▸ **Travail demandé**
Pour chacune des affirmations suivantes, indiquez par oui ou par non si elle s’accorde avec l’extrait ci-dessous sur le coût de l’eau au Cameroun, et citez textuellement les mots qui tranchent : (a) les bornes fontaines publiques se sont multipliées dans les centres urbains ; (b) l’eau des bornes fontaines est parfois vendue à près de trois fois son prix réel ; (c) il existe au Cameroun un règlement de service de distribution de l’eau.

▸ **Extrait du texte**
Cameroun : combien coûte l’eau ?

Enquête. Un règlement de service de distribution de l’eau existe au Cameroun et devrait rendre la vie des Camerounais plus facile, pourtant les consommateurs d’eau doivent toujours faire la queue pour obtenir le précieux liquide avant de le faire décanter pour enfin pouvoir le consommer en espérant (peut-être) ne pas en tomber malade.

Bien malin celui qui saura donner le coût réel de l’eau au Cameroun. Les bornes fontaines publiques se sont raréfiées dans les centres urbains et même en milieu rural. L’eau qui y coule est vendue aux usagers parfois à plus de 1 000 F le mètre cube, soit près de trois fois son prix réel ! Ces consommateurs ayant attendu plusieurs heures n’ont d’autre choix que d’accepter.

▸ **Relevé des données**
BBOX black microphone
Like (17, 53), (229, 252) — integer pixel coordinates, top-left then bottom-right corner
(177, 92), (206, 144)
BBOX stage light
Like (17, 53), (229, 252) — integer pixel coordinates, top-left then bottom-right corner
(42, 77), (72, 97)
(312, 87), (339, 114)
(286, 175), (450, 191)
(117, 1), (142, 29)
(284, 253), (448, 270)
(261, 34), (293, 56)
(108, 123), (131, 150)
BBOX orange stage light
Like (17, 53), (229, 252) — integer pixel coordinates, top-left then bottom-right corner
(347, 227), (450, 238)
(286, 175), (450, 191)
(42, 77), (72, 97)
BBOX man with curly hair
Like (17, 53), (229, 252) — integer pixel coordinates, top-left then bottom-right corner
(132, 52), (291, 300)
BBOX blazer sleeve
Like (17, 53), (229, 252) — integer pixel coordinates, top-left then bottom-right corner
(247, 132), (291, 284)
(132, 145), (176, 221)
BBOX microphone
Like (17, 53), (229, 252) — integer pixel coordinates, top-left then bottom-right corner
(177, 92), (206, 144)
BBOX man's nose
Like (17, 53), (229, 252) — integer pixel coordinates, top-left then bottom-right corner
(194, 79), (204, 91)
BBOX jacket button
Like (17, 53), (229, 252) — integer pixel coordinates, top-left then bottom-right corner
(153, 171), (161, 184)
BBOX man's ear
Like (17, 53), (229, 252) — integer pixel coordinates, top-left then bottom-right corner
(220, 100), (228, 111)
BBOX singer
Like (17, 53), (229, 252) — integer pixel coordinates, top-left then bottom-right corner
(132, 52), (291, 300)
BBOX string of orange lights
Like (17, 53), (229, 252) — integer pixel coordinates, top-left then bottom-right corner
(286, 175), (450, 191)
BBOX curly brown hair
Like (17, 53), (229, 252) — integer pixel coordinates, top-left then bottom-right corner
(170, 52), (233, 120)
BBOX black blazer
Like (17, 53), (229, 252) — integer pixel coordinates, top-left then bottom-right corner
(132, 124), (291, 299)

▸ **Corrigé**
(a) Non : « Les bornes fontaines publiques se sont raréfiées dans les centres urbains et même en milieu rural. »
(b) Oui : « L’eau qui y coule est vendue aux usagers parfois à plus de 1 000 F le mètre cube, soit près de trois fois son prix réel ! »
(c) Oui : « Un règlement de service de distribution de l’eau existe au Cameroun »